“Mama, ich will wieder Motorrad fahren”

Menschen / 27.10.2025 • 12:44 Uhr
"Mama, ich will wieder Motorrad fahren"
Die Lebensfreude ist wieder zurück. Julia Schneider mit ihrer Hündin Pina.

Julia Schneider (26) verunglückte bei ihrem liebsten Hobby, dem Motorradfahren. Seither lebt sie mit einer Behinderung.

Bregenz Julias Vater, Erwin Schneider, fährt seit vielen Jahren Motorrad. “Als Kind saß ich bei seinen Motorradausflügen auf dem Sozius”, erinnert sich Julia (heute 26) gerne an diese Zeit. Als Julia den Autoführerschein machte, war es für sie selbstverständlich, dass sie auch den Motorradschein erwarb. “Letzteres habe ich meiner Mama verschwiegen, sie hätte sich sonst nur Sorgen gemacht.” Dann kam der Tag, an dem sich die junge Allgäuerin ein Motorrad anschaffte und dem örtlichen Motorradclub beitrat. “Ab da bin ich jede freie Minute auf dem Motorrad gehockt.” Gemeinsam mit ihren Kumpels machte die Krankenschwester, die im Spital in Bregenz arbeitete, ausgiebige Touren mit dem Bike. “Beim Motorradfahren fühle ich mich frei und unbeschwert. Da kann ich den Alltag ganz hinter mir lassen”, schwärmt sie von ihrem Hobby.

# Zu lösende Aufgaben
(1) Beantworten Sie anhand des Artikels über Julia Schneider die folgenden Fragen:
(a) Wie alt ist Julia Schneider?
(b) Wie heißt ihre Hündin?
(c) Welchen Beruf übte sie aus, und wo arbeitete sie?
(2) Fassen Sie den Absatz des Artikels, der mit „Bregenz Julias Vater, Erwin Schneider“ beginnt, als Stichpunktliste zusammen und behalten Sie dabei die wesentlichen Fakten bei.

# Bereitgestellte Einträge
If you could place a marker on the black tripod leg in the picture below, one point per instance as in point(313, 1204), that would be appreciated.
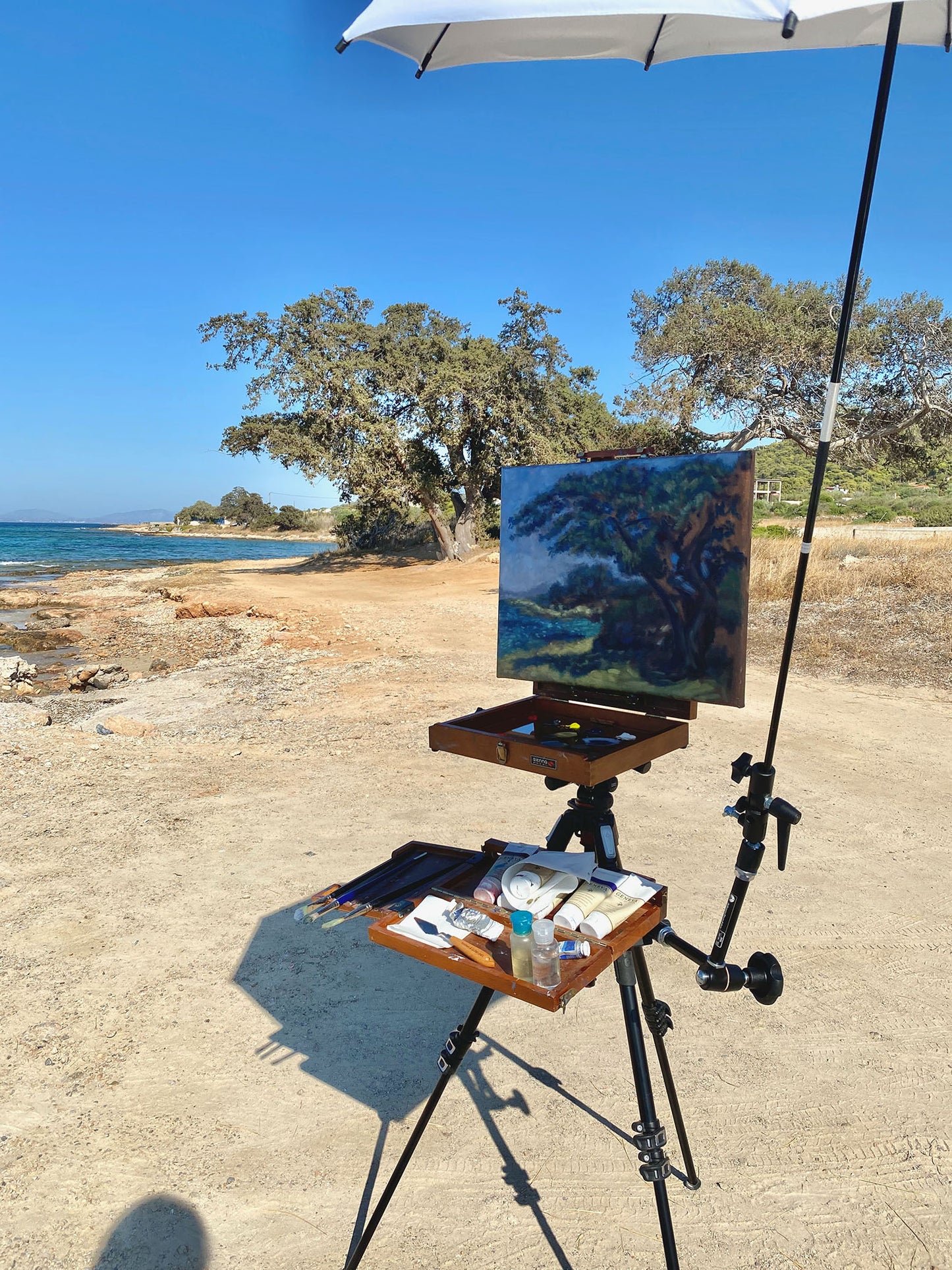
point(649, 1134)
point(659, 1020)
point(450, 1060)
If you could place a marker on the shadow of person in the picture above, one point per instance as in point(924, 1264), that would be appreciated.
point(363, 1019)
point(160, 1234)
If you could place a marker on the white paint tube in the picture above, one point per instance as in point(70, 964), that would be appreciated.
point(588, 897)
point(491, 886)
point(627, 898)
point(536, 888)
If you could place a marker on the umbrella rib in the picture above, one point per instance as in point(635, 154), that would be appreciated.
point(426, 61)
point(650, 55)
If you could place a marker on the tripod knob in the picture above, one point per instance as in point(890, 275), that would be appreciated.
point(786, 816)
point(741, 767)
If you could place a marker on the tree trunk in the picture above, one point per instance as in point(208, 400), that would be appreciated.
point(466, 522)
point(445, 536)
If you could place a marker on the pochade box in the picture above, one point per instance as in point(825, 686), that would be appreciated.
point(460, 883)
point(623, 600)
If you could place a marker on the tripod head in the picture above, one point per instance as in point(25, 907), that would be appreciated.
point(754, 807)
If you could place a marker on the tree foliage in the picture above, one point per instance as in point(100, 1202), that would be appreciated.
point(248, 509)
point(200, 511)
point(413, 408)
point(724, 345)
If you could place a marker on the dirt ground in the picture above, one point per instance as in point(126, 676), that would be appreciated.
point(190, 1078)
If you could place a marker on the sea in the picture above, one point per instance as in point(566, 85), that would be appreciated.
point(32, 553)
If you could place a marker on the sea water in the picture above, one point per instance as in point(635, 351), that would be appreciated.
point(37, 552)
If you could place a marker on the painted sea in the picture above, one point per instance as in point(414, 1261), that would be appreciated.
point(629, 575)
point(36, 552)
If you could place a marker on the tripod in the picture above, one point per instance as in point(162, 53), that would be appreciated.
point(589, 817)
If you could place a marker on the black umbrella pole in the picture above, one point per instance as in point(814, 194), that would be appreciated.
point(823, 451)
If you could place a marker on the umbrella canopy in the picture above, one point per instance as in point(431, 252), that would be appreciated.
point(439, 34)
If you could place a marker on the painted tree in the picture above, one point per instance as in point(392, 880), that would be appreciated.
point(671, 526)
point(413, 408)
point(730, 356)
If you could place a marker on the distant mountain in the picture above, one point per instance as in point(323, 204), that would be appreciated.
point(41, 516)
point(34, 515)
point(153, 513)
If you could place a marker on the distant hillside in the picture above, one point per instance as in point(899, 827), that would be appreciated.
point(43, 516)
point(153, 513)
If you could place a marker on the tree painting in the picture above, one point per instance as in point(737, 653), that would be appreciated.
point(629, 574)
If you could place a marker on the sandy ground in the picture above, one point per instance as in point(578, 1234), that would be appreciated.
point(192, 1080)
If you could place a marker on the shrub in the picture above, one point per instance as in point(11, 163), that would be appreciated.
point(937, 513)
point(381, 527)
point(290, 517)
point(200, 511)
point(880, 513)
point(775, 531)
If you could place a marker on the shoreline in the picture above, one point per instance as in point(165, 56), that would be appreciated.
point(242, 535)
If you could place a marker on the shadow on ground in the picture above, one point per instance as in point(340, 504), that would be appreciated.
point(371, 1023)
point(160, 1234)
point(343, 562)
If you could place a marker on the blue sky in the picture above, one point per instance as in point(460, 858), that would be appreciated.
point(165, 161)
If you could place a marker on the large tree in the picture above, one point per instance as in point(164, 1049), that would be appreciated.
point(413, 408)
point(730, 356)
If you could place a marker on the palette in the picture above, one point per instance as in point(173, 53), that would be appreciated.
point(575, 974)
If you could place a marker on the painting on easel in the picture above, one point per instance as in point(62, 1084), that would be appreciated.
point(629, 575)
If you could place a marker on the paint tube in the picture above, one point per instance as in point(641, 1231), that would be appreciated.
point(627, 898)
point(588, 897)
point(535, 887)
point(491, 886)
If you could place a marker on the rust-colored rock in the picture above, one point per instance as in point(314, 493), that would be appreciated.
point(198, 608)
point(125, 727)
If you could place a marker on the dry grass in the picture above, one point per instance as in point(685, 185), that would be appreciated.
point(876, 608)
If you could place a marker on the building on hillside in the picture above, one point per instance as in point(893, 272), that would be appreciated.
point(768, 489)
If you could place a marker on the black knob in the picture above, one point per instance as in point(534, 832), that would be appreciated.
point(741, 767)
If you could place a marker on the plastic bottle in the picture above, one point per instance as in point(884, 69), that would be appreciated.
point(546, 972)
point(520, 945)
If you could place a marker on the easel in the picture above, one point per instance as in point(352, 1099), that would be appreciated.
point(590, 818)
point(653, 727)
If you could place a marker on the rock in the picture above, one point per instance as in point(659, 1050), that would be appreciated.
point(14, 670)
point(125, 727)
point(213, 610)
point(198, 608)
point(107, 681)
point(23, 598)
point(22, 716)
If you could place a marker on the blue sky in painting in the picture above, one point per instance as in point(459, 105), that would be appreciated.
point(524, 564)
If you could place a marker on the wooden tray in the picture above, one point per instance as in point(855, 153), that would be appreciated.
point(488, 734)
point(472, 868)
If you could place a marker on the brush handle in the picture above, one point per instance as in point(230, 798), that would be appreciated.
point(482, 956)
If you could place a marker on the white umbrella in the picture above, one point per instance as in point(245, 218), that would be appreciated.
point(439, 34)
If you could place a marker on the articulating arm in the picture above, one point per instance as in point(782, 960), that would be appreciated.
point(762, 974)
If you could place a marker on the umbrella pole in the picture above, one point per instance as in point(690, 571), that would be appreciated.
point(823, 451)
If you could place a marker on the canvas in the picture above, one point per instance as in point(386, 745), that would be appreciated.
point(629, 575)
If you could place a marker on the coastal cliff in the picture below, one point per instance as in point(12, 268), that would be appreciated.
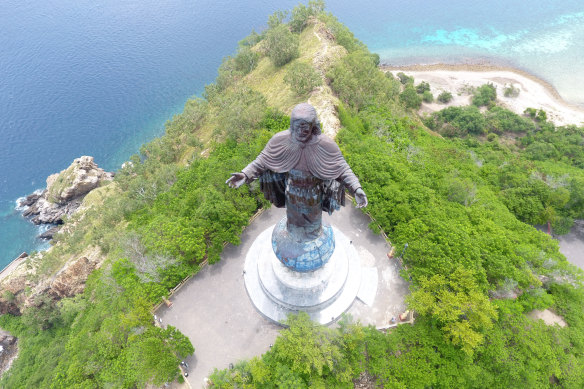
point(25, 284)
point(64, 193)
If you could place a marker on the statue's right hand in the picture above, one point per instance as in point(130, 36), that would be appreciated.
point(236, 180)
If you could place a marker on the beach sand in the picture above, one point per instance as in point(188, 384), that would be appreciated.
point(456, 79)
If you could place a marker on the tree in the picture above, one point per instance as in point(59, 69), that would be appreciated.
point(404, 79)
point(359, 83)
point(445, 97)
point(427, 96)
point(281, 45)
point(302, 78)
point(246, 60)
point(485, 95)
point(301, 14)
point(410, 98)
point(457, 304)
point(423, 87)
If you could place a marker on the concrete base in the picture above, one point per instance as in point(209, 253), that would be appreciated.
point(324, 294)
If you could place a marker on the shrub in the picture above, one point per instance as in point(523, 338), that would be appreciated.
point(358, 82)
point(246, 60)
point(531, 112)
point(405, 79)
point(445, 97)
point(343, 35)
point(302, 78)
point(301, 14)
point(281, 45)
point(427, 96)
point(423, 87)
point(410, 98)
point(485, 95)
point(511, 91)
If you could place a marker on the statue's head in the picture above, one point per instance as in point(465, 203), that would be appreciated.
point(304, 122)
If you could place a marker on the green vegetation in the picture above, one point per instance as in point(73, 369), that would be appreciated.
point(358, 82)
point(427, 97)
point(441, 197)
point(281, 45)
point(302, 78)
point(462, 202)
point(301, 14)
point(511, 91)
point(485, 95)
point(405, 80)
point(444, 97)
point(422, 87)
point(410, 98)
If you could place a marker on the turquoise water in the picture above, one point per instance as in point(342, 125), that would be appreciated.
point(101, 77)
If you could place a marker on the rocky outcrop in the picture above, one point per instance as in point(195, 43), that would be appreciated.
point(71, 280)
point(8, 350)
point(20, 291)
point(64, 193)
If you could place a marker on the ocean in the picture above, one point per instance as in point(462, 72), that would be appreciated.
point(102, 77)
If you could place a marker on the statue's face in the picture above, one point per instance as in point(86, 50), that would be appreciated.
point(302, 130)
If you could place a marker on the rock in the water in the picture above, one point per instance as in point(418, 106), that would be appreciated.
point(65, 192)
point(77, 180)
point(48, 234)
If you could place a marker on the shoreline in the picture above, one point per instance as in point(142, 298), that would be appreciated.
point(534, 91)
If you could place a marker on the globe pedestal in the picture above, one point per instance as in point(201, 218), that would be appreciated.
point(277, 290)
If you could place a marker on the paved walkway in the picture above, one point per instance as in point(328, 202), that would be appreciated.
point(214, 311)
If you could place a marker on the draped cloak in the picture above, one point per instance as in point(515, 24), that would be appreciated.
point(320, 156)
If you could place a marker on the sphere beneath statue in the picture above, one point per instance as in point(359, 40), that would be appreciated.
point(301, 254)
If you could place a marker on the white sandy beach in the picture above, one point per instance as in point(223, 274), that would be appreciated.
point(534, 93)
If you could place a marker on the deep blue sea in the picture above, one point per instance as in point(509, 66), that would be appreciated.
point(101, 77)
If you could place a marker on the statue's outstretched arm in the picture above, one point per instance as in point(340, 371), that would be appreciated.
point(248, 174)
point(236, 180)
point(352, 183)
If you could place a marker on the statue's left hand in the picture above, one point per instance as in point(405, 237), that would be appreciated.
point(236, 180)
point(361, 198)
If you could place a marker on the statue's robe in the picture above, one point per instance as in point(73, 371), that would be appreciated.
point(320, 156)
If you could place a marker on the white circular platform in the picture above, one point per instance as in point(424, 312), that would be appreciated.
point(324, 294)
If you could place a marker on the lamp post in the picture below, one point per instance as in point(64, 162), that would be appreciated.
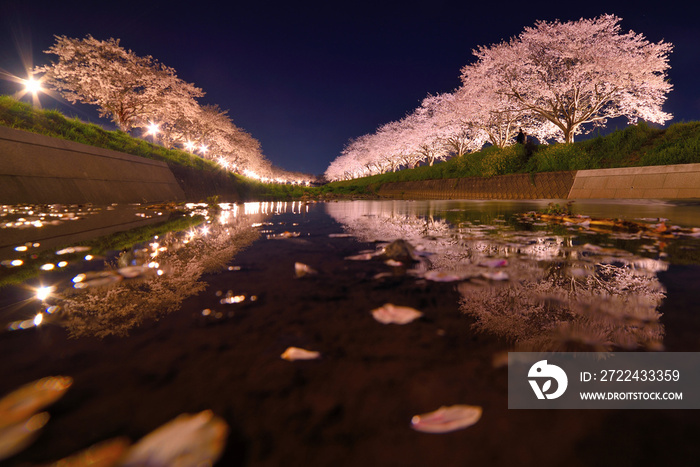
point(153, 128)
point(33, 87)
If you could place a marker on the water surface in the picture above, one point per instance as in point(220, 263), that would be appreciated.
point(197, 319)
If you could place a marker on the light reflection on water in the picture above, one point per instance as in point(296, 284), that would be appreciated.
point(111, 294)
point(556, 288)
point(536, 285)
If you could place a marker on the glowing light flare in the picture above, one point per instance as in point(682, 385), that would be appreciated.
point(32, 86)
point(42, 293)
point(153, 128)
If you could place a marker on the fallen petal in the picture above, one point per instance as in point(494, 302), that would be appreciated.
point(494, 263)
point(447, 419)
point(185, 441)
point(30, 398)
point(296, 353)
point(14, 438)
point(301, 270)
point(443, 276)
point(104, 454)
point(389, 314)
point(360, 257)
point(73, 249)
point(495, 276)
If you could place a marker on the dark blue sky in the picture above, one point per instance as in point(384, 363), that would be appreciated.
point(304, 77)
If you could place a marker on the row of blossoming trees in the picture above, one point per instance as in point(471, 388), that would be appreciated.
point(142, 93)
point(554, 80)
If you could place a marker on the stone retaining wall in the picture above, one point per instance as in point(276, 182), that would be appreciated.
point(548, 185)
point(657, 182)
point(39, 169)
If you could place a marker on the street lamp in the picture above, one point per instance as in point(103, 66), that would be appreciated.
point(153, 128)
point(32, 86)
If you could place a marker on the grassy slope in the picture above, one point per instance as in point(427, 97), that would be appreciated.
point(637, 145)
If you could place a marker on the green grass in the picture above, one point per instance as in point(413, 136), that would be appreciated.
point(636, 145)
point(22, 116)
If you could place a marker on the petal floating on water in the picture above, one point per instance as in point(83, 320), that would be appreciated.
point(495, 276)
point(30, 398)
point(494, 263)
point(301, 270)
point(447, 419)
point(104, 454)
point(390, 313)
point(185, 441)
point(131, 272)
point(360, 257)
point(14, 438)
point(296, 353)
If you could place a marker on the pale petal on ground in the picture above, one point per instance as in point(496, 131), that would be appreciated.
point(301, 270)
point(447, 419)
point(389, 314)
point(15, 438)
point(104, 454)
point(296, 353)
point(30, 398)
point(185, 441)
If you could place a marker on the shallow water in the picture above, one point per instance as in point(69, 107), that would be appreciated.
point(198, 320)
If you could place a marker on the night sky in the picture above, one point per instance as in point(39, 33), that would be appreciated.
point(304, 77)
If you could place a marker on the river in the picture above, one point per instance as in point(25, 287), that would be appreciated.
point(152, 326)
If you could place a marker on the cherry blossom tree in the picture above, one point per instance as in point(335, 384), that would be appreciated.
point(579, 72)
point(129, 89)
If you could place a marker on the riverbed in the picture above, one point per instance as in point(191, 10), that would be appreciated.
point(197, 320)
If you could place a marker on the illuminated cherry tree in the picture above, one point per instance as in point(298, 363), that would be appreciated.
point(127, 88)
point(579, 72)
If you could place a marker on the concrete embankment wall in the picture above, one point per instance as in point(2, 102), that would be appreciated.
point(39, 169)
point(658, 182)
point(655, 182)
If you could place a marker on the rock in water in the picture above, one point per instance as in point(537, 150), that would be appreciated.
point(295, 353)
point(185, 441)
point(390, 313)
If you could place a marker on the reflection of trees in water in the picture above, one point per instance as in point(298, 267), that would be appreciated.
point(615, 307)
point(559, 296)
point(182, 258)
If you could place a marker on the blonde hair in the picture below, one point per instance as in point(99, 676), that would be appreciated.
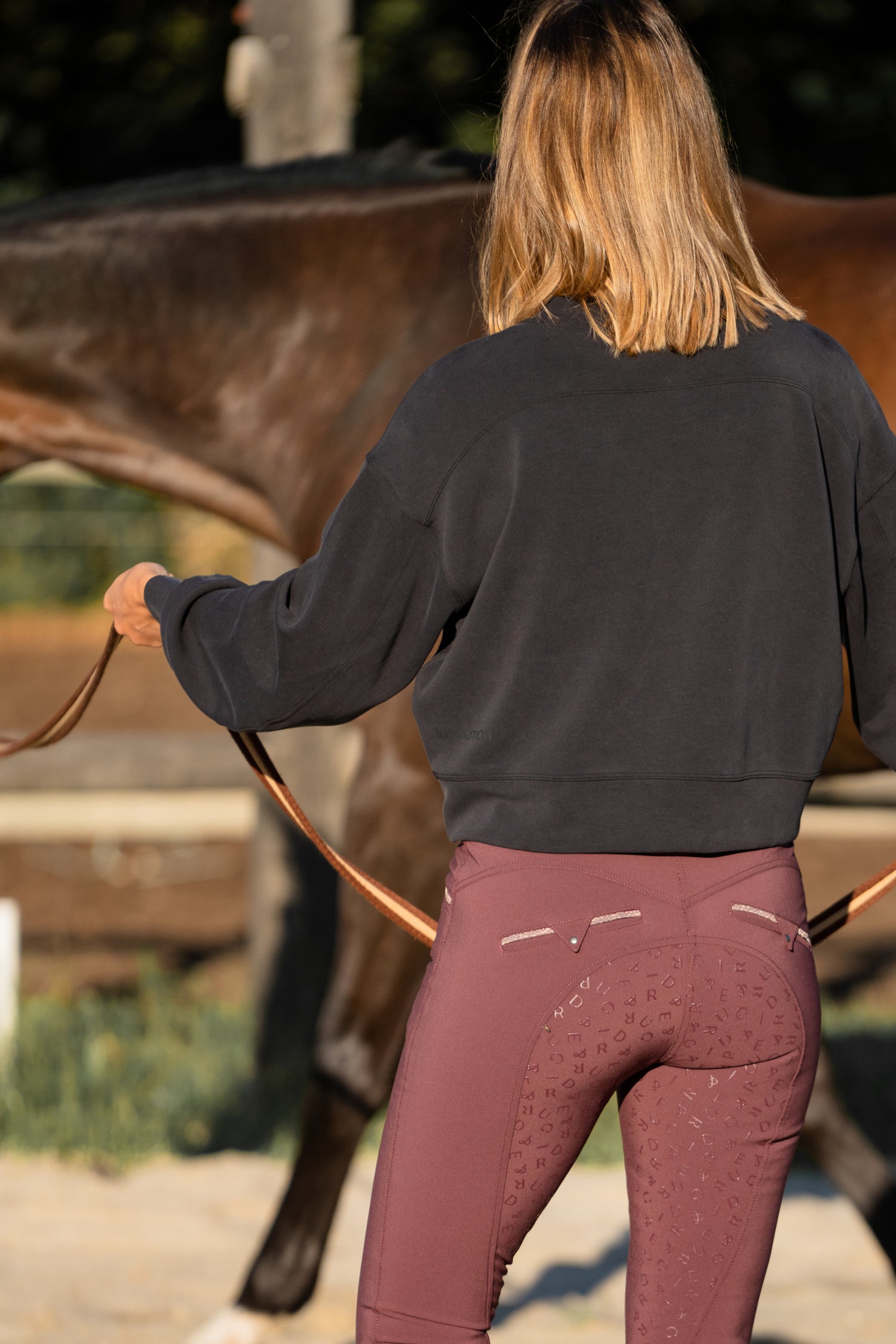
point(613, 187)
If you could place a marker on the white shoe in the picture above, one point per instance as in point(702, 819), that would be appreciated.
point(234, 1325)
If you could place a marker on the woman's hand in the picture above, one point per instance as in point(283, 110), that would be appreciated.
point(125, 604)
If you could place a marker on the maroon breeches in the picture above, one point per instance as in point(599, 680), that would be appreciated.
point(687, 986)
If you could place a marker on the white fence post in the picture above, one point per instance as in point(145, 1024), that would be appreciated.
point(10, 961)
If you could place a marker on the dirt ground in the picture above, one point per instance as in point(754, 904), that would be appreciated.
point(144, 1260)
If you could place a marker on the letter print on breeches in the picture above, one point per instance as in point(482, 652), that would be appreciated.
point(715, 1041)
point(557, 981)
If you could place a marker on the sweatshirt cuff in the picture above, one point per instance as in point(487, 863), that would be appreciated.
point(158, 592)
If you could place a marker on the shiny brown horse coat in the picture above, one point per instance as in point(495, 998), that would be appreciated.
point(240, 342)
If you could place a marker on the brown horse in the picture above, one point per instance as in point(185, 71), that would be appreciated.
point(240, 340)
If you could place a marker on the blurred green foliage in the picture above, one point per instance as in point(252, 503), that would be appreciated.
point(65, 544)
point(125, 88)
point(808, 88)
point(122, 1078)
point(111, 89)
point(116, 1081)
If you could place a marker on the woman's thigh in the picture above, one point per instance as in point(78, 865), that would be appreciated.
point(711, 1132)
point(517, 1038)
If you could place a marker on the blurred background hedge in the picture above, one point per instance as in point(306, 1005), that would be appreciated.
point(127, 88)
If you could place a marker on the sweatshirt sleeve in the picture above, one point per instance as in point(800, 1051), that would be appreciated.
point(870, 600)
point(323, 643)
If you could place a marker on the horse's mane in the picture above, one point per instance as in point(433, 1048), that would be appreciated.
point(394, 165)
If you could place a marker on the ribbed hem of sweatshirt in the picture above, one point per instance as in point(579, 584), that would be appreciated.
point(627, 816)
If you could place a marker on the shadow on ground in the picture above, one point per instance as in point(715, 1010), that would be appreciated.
point(559, 1281)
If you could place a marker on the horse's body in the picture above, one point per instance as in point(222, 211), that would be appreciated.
point(240, 342)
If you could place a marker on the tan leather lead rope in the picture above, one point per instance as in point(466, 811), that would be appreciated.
point(401, 912)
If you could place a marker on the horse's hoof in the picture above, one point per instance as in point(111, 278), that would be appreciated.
point(234, 1325)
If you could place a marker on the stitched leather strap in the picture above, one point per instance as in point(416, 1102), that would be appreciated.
point(401, 912)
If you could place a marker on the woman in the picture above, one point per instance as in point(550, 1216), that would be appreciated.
point(640, 515)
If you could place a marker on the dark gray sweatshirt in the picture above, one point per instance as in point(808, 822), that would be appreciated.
point(640, 572)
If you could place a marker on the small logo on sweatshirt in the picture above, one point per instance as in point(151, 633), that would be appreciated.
point(464, 734)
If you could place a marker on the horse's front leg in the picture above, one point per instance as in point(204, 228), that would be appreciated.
point(395, 832)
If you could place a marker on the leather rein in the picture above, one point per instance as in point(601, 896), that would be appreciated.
point(401, 912)
point(389, 904)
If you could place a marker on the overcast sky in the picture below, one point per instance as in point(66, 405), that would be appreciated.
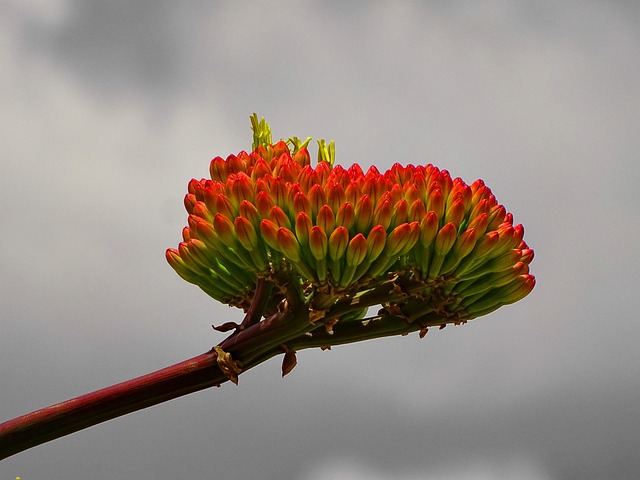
point(109, 108)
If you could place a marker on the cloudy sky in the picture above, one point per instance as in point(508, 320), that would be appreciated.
point(108, 108)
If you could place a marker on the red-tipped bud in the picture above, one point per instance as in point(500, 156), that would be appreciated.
point(288, 244)
point(346, 216)
point(338, 242)
point(280, 218)
point(224, 228)
point(325, 219)
point(269, 231)
point(245, 233)
point(356, 251)
point(303, 228)
point(318, 243)
point(445, 239)
point(363, 213)
point(428, 229)
point(435, 202)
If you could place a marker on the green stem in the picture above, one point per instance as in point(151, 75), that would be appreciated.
point(251, 345)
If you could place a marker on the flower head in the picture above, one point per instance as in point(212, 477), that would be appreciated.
point(335, 232)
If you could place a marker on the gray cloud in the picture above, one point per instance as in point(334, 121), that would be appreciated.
point(110, 108)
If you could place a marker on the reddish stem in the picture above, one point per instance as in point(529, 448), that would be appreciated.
point(81, 412)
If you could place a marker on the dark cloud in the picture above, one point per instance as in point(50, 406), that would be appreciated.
point(539, 100)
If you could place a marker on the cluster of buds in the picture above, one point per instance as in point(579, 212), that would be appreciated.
point(443, 247)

# Antworten je Aufgabe
(1)
(a) Sie ist 26 Jahre alt.
(b) Die Hündin heißt Pina.
(c) Sie war Krankenschwester und arbeitete im Spital in Bregenz.

(2)
- Julias Vater, Erwin Schneider, fährt seit vielen Jahren Motorrad; als Kind saß Julia bei seinen Ausflügen auf dem Sozius.
- Zusammen mit dem Autoführerschein erwarb sie auch den Motorradschein, verschwieg dies aber ihrer Mutter, damit diese sich keine Sorgen machte.
- Sie schaffte sich ein Motorrad an und trat dem örtlichen Motorradclub bei.
- Danach verbrachte sie jede freie Minute auf dem Motorrad und unternahm mit ihren Kumpels ausgiebige Touren.
- Sie arbeitete als Krankenschwester im Spital in Bregenz.
- Beim Motorradfahren fühlt sie sich frei und unbeschwert und kann den Alltag hinter sich lassen.